EXERCISE DETAILS
Omitting all pictures, copy word for word the lines from the line containing "In this exercise you will label the helmet visor" through the final line of the entries.

INPUT DATA
## start

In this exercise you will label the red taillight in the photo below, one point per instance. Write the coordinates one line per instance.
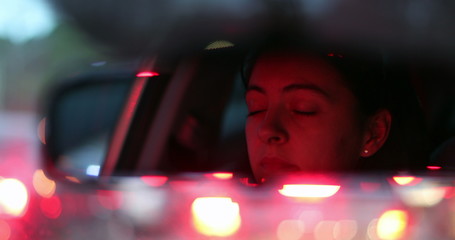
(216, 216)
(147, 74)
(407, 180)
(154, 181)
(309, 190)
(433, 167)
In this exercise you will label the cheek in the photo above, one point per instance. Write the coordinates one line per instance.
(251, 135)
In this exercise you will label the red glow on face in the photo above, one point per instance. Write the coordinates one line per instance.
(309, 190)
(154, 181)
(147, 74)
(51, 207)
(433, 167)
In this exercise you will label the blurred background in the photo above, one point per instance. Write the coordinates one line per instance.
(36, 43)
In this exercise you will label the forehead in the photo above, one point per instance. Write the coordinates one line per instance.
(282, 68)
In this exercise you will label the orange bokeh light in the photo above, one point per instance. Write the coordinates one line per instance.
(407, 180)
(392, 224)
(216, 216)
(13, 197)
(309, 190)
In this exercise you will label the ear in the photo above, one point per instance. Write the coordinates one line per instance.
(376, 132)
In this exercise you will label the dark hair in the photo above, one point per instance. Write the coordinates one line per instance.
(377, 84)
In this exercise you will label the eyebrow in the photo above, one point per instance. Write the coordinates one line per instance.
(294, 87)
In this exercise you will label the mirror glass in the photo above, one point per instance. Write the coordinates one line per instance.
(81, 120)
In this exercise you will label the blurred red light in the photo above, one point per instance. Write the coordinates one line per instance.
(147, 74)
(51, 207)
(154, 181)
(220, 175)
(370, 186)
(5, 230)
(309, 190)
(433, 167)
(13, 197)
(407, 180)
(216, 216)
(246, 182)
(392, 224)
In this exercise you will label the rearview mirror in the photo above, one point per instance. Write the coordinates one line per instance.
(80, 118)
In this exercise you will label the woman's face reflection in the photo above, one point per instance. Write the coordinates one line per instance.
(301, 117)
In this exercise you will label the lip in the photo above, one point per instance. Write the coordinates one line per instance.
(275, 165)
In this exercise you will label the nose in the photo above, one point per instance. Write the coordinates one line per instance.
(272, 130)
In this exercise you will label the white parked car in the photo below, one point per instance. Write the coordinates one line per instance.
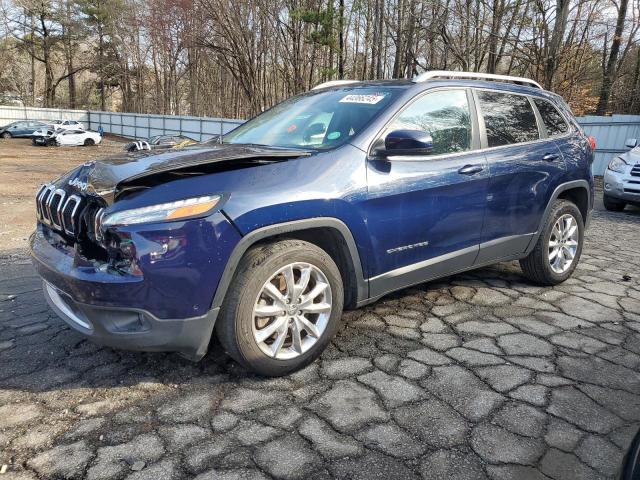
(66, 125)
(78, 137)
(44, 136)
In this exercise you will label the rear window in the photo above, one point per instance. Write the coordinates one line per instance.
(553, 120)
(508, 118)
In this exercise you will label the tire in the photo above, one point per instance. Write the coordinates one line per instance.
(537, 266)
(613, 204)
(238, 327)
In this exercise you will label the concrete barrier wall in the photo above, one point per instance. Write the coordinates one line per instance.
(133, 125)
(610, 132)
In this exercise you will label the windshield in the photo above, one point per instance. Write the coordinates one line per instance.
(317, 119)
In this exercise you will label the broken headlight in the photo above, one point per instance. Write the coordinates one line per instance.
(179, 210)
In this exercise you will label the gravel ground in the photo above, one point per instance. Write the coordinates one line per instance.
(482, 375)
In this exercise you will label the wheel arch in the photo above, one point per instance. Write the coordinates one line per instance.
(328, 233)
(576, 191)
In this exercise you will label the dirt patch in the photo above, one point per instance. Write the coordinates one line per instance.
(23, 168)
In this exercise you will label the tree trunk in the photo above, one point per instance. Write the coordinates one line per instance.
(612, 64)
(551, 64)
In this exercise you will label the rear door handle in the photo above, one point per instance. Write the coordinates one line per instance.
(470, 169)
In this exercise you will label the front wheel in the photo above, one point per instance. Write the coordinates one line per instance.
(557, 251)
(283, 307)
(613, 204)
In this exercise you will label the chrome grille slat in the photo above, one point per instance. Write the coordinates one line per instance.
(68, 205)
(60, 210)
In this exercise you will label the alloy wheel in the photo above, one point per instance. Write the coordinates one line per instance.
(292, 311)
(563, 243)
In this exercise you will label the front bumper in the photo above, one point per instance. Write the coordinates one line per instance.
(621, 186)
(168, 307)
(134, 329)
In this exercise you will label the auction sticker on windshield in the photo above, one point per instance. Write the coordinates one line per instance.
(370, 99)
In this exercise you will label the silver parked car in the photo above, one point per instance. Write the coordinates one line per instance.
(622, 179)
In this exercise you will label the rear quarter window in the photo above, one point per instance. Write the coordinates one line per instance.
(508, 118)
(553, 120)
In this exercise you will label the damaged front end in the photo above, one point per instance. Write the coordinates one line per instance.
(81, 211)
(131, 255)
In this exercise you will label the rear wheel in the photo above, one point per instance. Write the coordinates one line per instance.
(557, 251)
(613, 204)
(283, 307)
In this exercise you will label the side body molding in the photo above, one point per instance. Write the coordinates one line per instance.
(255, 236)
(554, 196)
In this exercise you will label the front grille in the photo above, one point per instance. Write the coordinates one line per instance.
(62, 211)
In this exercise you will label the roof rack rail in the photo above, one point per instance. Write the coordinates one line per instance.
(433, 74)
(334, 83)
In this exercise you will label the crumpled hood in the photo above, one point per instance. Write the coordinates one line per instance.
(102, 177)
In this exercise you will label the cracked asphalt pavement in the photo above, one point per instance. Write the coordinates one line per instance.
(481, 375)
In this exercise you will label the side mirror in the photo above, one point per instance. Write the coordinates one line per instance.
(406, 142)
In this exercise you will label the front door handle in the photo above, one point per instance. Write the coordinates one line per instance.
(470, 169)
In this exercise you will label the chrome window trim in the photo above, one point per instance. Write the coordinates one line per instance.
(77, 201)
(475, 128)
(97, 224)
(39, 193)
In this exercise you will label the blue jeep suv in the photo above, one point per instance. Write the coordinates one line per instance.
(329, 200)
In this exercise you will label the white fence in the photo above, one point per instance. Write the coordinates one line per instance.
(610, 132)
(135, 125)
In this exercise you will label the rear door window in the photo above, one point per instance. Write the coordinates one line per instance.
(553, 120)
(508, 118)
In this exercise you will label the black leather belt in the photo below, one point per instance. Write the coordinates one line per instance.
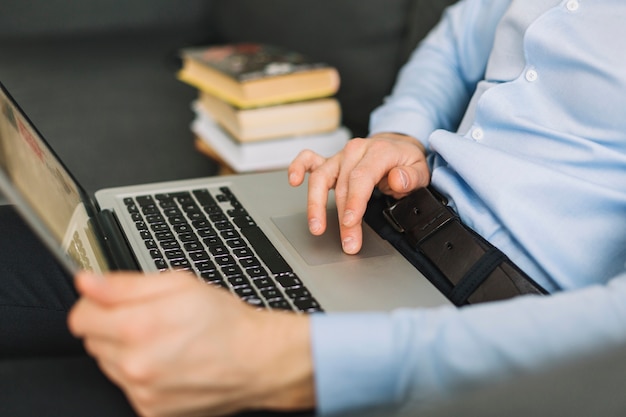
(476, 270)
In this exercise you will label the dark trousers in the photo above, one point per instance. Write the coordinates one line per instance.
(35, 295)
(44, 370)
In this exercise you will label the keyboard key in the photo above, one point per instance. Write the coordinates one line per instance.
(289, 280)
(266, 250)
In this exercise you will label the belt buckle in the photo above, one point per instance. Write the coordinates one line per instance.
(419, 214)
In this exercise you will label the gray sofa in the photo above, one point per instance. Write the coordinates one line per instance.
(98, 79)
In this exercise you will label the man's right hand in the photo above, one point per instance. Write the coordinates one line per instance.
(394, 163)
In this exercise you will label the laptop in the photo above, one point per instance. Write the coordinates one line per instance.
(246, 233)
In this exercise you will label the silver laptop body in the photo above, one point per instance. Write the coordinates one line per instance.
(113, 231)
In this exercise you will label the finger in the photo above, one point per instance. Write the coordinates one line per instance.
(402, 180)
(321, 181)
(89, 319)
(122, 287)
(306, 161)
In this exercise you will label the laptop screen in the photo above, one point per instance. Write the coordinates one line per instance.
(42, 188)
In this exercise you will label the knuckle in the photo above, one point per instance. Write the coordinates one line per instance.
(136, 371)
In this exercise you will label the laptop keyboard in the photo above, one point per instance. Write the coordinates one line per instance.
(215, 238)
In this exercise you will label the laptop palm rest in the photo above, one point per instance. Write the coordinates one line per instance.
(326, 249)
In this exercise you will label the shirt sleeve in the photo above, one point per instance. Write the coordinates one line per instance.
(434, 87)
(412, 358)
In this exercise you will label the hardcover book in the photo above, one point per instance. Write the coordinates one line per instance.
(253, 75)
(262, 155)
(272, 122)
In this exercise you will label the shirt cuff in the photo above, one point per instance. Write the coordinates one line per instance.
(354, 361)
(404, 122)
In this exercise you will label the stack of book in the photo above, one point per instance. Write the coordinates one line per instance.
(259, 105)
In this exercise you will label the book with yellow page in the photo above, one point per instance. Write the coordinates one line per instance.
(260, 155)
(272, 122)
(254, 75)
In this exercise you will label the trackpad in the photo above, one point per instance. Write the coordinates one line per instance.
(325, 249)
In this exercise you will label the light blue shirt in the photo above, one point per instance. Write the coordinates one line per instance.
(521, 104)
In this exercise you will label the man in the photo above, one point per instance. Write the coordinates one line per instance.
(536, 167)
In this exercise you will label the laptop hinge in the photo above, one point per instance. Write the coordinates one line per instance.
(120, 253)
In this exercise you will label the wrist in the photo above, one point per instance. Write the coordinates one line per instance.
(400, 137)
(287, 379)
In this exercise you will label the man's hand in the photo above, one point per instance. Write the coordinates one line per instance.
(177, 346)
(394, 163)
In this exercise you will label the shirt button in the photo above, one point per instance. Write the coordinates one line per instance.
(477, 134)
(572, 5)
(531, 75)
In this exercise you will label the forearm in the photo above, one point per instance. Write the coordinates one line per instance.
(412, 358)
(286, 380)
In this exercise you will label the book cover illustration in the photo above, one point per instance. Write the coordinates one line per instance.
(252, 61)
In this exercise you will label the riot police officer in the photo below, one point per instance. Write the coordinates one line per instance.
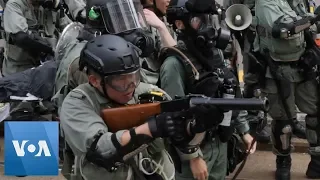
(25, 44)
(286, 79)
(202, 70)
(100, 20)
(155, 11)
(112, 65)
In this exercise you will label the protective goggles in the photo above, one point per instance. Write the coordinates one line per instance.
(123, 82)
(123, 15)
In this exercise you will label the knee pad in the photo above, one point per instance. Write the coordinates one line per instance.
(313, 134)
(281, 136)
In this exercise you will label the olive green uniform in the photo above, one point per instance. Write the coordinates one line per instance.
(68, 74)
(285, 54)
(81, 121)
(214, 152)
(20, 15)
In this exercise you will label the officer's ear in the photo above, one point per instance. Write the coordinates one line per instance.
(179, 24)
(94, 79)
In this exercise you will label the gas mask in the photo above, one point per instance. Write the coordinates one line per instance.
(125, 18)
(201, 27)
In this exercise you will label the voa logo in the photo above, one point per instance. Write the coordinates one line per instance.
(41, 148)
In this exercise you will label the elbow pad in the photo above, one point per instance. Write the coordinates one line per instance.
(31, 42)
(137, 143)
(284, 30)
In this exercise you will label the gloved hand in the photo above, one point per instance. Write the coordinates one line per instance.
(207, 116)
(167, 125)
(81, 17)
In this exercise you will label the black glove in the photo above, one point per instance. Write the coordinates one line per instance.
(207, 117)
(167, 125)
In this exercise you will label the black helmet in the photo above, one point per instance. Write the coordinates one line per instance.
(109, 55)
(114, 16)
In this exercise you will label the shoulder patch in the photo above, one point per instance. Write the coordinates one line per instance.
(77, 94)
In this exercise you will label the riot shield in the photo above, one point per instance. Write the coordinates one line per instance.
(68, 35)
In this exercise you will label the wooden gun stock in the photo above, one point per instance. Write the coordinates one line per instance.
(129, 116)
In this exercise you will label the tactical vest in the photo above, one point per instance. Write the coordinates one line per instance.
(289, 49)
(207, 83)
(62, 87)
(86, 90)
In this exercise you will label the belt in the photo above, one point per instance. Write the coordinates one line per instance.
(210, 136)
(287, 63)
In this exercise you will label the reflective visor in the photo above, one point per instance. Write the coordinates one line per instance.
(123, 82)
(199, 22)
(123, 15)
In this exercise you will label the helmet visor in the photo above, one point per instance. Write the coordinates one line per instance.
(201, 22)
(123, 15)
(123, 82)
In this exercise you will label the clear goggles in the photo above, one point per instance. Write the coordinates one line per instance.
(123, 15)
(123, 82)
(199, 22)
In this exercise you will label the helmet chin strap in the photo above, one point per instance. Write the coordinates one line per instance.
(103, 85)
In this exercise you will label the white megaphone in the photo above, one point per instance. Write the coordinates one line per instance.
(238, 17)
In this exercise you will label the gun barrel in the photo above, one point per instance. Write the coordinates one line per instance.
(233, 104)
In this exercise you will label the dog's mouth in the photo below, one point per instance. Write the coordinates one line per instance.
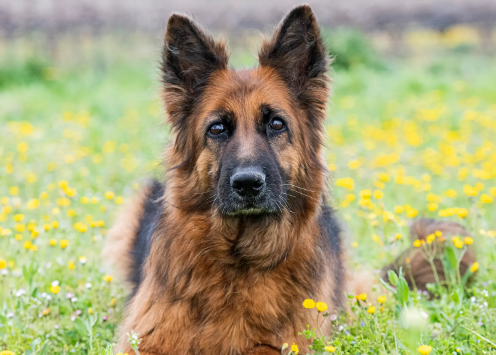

## end

COMPLETE ANSWER
In this exercise you will label the helmet visor in the photo above, one point per instance. Write the coordinates one line per instance.
(201, 22)
(123, 15)
(123, 82)
In this exercise you will label the clear goggles in the photo above, one point per instance. Write the coordinates one line per instance.
(123, 15)
(123, 82)
(199, 22)
In this exercise you will label the helmet chin strap in the photo above, one point per instance. Write the coordinates one line per instance.
(103, 85)
In this exercise you will label the white megaphone in the photo above, one point per instance. Write the coordinates one line per instance.
(238, 17)
In this exercise you will label the gun barrel in the photo above, one point per instance. Write the coordinates one line per instance.
(233, 104)
In this exercise you will label the dog's mouth in the photo below, one point per instance. Write the coordinates one line per instance.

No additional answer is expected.